(Records from a dataset)

※ ※ ※

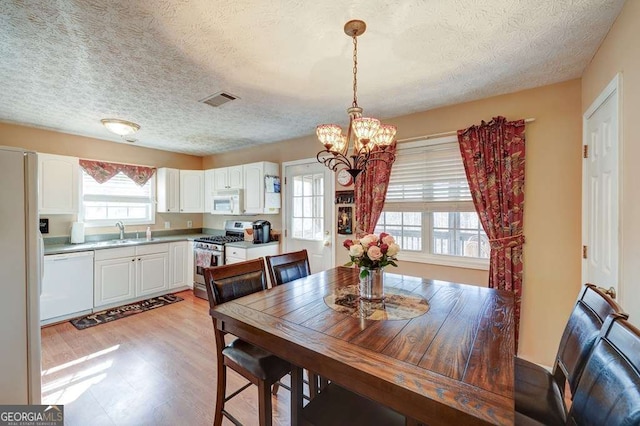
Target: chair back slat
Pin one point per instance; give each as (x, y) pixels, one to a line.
(229, 282)
(288, 267)
(609, 390)
(581, 332)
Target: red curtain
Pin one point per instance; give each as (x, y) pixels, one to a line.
(370, 192)
(102, 171)
(493, 156)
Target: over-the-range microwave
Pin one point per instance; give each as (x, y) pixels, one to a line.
(227, 201)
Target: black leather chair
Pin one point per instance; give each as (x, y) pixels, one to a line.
(609, 389)
(539, 394)
(226, 283)
(282, 269)
(288, 267)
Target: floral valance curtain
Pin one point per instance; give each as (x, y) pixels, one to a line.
(493, 157)
(370, 192)
(102, 171)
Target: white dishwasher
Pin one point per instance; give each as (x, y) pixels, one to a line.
(67, 286)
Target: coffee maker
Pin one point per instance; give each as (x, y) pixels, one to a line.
(261, 231)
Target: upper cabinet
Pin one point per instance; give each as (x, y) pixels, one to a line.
(228, 178)
(220, 180)
(58, 186)
(191, 191)
(180, 191)
(261, 193)
(168, 190)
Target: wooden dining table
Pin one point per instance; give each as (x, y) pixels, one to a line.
(448, 362)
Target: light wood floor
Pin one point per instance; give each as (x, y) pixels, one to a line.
(154, 368)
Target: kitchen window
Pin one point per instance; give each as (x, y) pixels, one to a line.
(308, 207)
(119, 198)
(428, 208)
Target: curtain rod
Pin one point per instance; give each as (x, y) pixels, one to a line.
(443, 134)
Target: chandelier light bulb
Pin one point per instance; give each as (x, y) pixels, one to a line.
(365, 128)
(386, 134)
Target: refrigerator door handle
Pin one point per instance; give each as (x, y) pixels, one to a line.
(41, 260)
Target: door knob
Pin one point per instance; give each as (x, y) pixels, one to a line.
(611, 292)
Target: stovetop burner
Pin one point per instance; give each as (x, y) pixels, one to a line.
(220, 239)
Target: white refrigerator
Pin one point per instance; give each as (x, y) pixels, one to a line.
(20, 271)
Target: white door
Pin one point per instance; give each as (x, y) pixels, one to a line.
(308, 212)
(600, 192)
(152, 273)
(114, 280)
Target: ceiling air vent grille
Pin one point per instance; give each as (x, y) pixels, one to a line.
(218, 99)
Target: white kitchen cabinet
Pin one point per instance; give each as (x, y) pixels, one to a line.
(180, 191)
(178, 264)
(168, 190)
(256, 199)
(228, 178)
(130, 273)
(58, 184)
(192, 191)
(240, 254)
(115, 276)
(209, 187)
(152, 273)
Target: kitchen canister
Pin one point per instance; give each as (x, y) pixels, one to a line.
(77, 233)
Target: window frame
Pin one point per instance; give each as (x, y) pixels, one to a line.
(102, 223)
(427, 209)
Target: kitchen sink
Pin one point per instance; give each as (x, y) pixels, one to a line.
(116, 242)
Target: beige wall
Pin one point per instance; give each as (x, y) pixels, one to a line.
(552, 193)
(552, 200)
(620, 52)
(50, 142)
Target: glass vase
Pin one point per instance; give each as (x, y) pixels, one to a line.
(372, 284)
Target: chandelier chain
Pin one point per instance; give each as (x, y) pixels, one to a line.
(355, 71)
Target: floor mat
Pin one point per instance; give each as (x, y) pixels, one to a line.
(113, 314)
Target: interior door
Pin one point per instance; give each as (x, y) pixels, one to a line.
(600, 193)
(308, 212)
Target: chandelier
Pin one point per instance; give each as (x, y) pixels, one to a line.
(366, 139)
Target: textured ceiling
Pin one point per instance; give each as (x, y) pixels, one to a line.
(65, 64)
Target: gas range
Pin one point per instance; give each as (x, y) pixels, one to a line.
(209, 251)
(220, 239)
(234, 232)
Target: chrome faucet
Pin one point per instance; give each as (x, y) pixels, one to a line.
(120, 226)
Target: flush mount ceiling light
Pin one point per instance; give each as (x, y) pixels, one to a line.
(365, 135)
(120, 127)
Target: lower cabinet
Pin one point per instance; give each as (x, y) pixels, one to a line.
(126, 273)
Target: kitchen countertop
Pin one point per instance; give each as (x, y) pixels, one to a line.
(100, 245)
(249, 244)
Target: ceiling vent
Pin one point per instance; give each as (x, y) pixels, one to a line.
(218, 99)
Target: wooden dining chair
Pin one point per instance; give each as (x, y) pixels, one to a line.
(259, 367)
(608, 392)
(288, 267)
(284, 268)
(539, 394)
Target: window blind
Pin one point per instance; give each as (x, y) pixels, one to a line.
(118, 188)
(428, 174)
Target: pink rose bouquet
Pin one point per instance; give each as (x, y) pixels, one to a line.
(372, 252)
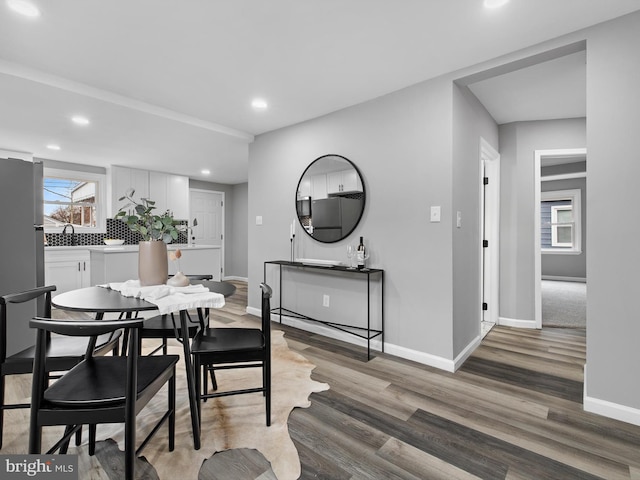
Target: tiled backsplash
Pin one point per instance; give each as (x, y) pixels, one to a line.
(115, 229)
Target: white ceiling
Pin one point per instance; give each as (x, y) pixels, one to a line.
(168, 84)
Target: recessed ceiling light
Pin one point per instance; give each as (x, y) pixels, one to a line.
(79, 120)
(23, 7)
(495, 3)
(259, 104)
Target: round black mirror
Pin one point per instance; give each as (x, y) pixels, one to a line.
(330, 198)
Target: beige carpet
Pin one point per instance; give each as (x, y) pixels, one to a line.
(232, 422)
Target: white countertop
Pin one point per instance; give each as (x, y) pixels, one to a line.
(127, 248)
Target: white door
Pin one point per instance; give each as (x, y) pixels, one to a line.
(490, 222)
(207, 208)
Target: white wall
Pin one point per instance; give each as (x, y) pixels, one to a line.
(613, 109)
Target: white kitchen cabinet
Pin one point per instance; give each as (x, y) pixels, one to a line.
(304, 189)
(122, 179)
(170, 192)
(319, 187)
(67, 269)
(347, 181)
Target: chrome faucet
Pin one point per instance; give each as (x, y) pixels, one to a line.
(73, 233)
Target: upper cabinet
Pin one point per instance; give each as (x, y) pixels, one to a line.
(346, 181)
(319, 187)
(170, 192)
(122, 179)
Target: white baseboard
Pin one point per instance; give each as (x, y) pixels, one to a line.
(239, 279)
(466, 353)
(564, 279)
(515, 322)
(376, 344)
(609, 409)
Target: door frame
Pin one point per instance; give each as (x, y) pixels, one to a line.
(222, 220)
(537, 250)
(490, 229)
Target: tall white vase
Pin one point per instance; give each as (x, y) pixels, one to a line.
(153, 264)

※ ※ ※

What the exercise asks -
Rewrite every line from the line with "Target: tall white vase" through the end of the data, scaling each (x, y) pixel coordinate in the answers by 1.4 and rounding to whole numbers, with halves rounded up.

Written answer -
Target: tall white vase
Pin one point per instance; give each as (x, y) pixels, one to a line.
(214, 370)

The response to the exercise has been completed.